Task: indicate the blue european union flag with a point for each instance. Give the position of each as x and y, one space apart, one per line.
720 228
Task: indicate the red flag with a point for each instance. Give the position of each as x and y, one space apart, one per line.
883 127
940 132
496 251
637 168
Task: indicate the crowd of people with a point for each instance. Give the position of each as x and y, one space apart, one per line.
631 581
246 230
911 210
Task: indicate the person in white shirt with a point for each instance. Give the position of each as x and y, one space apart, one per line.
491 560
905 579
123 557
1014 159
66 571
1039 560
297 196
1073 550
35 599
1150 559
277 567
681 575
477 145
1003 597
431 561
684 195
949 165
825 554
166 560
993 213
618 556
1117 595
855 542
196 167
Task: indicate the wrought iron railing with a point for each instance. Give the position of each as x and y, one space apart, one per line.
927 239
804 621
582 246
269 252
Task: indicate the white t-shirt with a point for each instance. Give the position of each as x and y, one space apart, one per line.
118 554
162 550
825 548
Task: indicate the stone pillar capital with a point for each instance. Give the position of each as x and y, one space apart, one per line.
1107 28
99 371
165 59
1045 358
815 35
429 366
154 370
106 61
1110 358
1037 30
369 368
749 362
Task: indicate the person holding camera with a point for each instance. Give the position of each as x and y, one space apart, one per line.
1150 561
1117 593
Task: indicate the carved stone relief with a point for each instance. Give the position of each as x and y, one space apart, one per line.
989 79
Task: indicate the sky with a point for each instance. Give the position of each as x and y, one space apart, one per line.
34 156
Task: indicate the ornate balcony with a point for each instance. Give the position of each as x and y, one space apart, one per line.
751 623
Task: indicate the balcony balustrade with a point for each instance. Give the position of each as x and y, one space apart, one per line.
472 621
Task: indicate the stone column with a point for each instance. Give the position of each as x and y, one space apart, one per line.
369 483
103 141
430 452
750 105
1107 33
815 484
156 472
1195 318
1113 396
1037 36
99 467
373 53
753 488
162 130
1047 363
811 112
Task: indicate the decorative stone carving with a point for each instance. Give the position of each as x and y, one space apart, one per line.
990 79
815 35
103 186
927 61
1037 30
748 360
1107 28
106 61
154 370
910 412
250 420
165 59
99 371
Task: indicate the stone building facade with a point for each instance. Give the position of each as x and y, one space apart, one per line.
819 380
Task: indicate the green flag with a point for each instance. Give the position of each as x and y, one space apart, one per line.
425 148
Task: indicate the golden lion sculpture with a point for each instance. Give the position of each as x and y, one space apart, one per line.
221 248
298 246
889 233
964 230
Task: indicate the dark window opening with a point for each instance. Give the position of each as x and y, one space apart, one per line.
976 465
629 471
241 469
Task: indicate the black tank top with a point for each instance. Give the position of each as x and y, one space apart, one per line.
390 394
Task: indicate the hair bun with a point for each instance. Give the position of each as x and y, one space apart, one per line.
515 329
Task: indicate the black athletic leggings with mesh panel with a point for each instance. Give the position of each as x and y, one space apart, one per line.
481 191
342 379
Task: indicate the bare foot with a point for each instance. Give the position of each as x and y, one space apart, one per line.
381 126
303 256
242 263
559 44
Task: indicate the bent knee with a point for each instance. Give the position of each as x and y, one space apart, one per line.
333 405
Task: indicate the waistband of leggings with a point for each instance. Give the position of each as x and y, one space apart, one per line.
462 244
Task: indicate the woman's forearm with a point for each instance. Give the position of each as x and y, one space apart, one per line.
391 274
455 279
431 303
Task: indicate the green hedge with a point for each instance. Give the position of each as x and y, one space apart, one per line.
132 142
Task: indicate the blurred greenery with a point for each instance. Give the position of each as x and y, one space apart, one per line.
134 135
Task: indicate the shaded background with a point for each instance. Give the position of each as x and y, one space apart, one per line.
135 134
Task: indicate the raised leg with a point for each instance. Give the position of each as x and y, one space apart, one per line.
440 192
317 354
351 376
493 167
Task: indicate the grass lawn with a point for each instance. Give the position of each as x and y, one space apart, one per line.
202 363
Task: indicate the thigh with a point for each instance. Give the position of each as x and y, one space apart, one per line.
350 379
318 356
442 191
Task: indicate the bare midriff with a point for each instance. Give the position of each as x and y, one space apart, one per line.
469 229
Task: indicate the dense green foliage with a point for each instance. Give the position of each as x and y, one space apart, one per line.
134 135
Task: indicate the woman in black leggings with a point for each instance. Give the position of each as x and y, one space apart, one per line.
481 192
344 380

TASK TO COMPLETE: Write out the data exactly as it stands.

REPLY TO THE EXERCISE:
Task: indicate the blue european union flag with a point for each instance. Give the position of each as x and y, one space apart, one per line.
720 228
Task: indicate the red flag with a point for each instance. Give the position of each as x and y, one space apart, one per line.
883 127
940 132
496 251
637 168
Task: indicate the crowd of people with a point for each instance. Give the position of each as x and y, one space apart, one per line.
631 581
246 230
911 210
Task: indicate the person in white shirt with a point for each instance. Give the position of each as x and y, one space apart, one per line.
491 560
905 579
123 557
1014 159
66 571
1039 560
297 196
1073 550
35 599
1150 559
277 567
681 575
477 145
1003 597
431 561
684 195
949 165
825 554
166 560
993 213
618 556
1117 595
855 542
196 167
Task: indicate the wrought iron railing with a point for each instance. Give the position of each as x and y, one space apart, one per line.
927 239
804 621
582 246
269 252
Task: indicate the white t-shirt with a point for each instance. Give the position of each as x and y, one space apart, one per line.
118 554
162 550
825 548
Task: indicate the stone pillar capital with a point for each instance. Give the position of each as x and y, one space apart, one per line.
1107 28
99 371
165 59
1045 358
815 35
429 366
154 370
106 61
1110 358
1037 30
369 368
749 362
Task: indicate the person holding camera with a point for each instance. Give the position of each as x and y, one space apart, one per line.
1150 561
1117 593
Task: indicate the carved stone relief with a point for each instance. Give the position of each as x and y, one space apart, one per line.
989 79
Task: indicate the sky with a point for each instance. Give the position of each as x and y, one space apart, one per line.
34 156
Task: indicate the ornate balcony with a point for each instance. Give the position of each as x and y, one space apart, one per line.
751 623
Task: indicate the balcony balustrade with a point for each instance. Give the position of each as x and y, one space apart, one per line.
472 621
Task: indicate the stone column with a point for each instance. Give the position of each as x and y, one space apart, one per line.
369 483
103 141
430 452
750 105
1107 33
815 484
156 472
1195 318
1113 396
1037 36
99 467
373 53
753 488
162 130
1047 363
811 112
Task: indicate the decorative stone carving with a point for each instance. Give the position of each as x and y, one space apart, one per line.
990 79
815 35
103 186
927 61
1037 30
748 360
1107 28
106 61
154 370
910 412
250 420
165 59
99 371
Task: indicate the stone building facade with a point for each instance. Give the position of each as x and y, one space apart, one per line.
819 380
Task: indicate the green flag with a point for each instance. Give the position of each as x and y, one space apart, one per line.
425 148
Task: indicate the golden lion sculpture with a point for each instance. Give the position of each as x and y, one space apart, one per line.
221 248
298 246
889 233
964 230
Task: indicate the dark window opening with a point for each instance. Give the position of each as x and y, one space apart, one per line.
976 465
629 471
241 469
Task: indicate the black tank top with a point for each instance. Give the position of each as x and y, one space apart, one per line.
390 394
Task: indicate the hair bun with a point for each instance. Give the position of each as x and y, one space apart, one per line.
515 329
Task: indicate the black athletic leggings with mesh panel with a point for each instance. Give the position of each as x and y, one space apart, one per line.
481 191
342 379
Task: indicate the bare foot with a point for each instance. Give the position of each as x and y, one space apart, one per line.
381 126
303 256
242 263
559 44
Task: indicate the bent knee with a point for each instance. Give the position of each as x and y, one space apart, one per line.
333 405
Task: indicate the waistband of leggings with a point for each instance. Give the position of each as x and y, one space apart, one per line.
462 244
Task: indicate the woman's forearm with a point for each instance. Give the position of each as x and y, one space apart, one per line.
391 274
455 279
431 303
Task: indicate the green hedge with a point for each instance. Give the position of each as x and y, one space apart, one per line.
132 142
Task: indicate the blurred greenery with a point for each instance. Give the position of each as x and y, one space apart, one per line.
134 135
Task: indicate the shaded background with a point for each instance. Give the position of each as x and y, one space apart, one per line.
135 134
Task: indicate the raised leg with a point for each instance. Give the position of each as x and y, one space apart, one per line.
440 192
317 354
351 376
493 167
Task: indicate the grass lawn with a point for each instance. Give the position of each as x and y, one space apart, one per line.
202 363
Task: indicate the thigh with a point for each instance. Give the position of each as x and y, one space apart, one per line.
350 379
318 356
442 191
Task: indicate the bare midriff with a point for each instance. Give the position of each as x and y, one space apart, one per line.
469 229
Task: indicate the dense green foliage with a point for each instance. Give the position of each as x and y, one space apart, one per line.
134 135
Task: indicate the woman in black leggings with a point for each instance. Give the position of each as x and y, one space apart, one per line.
481 192
344 380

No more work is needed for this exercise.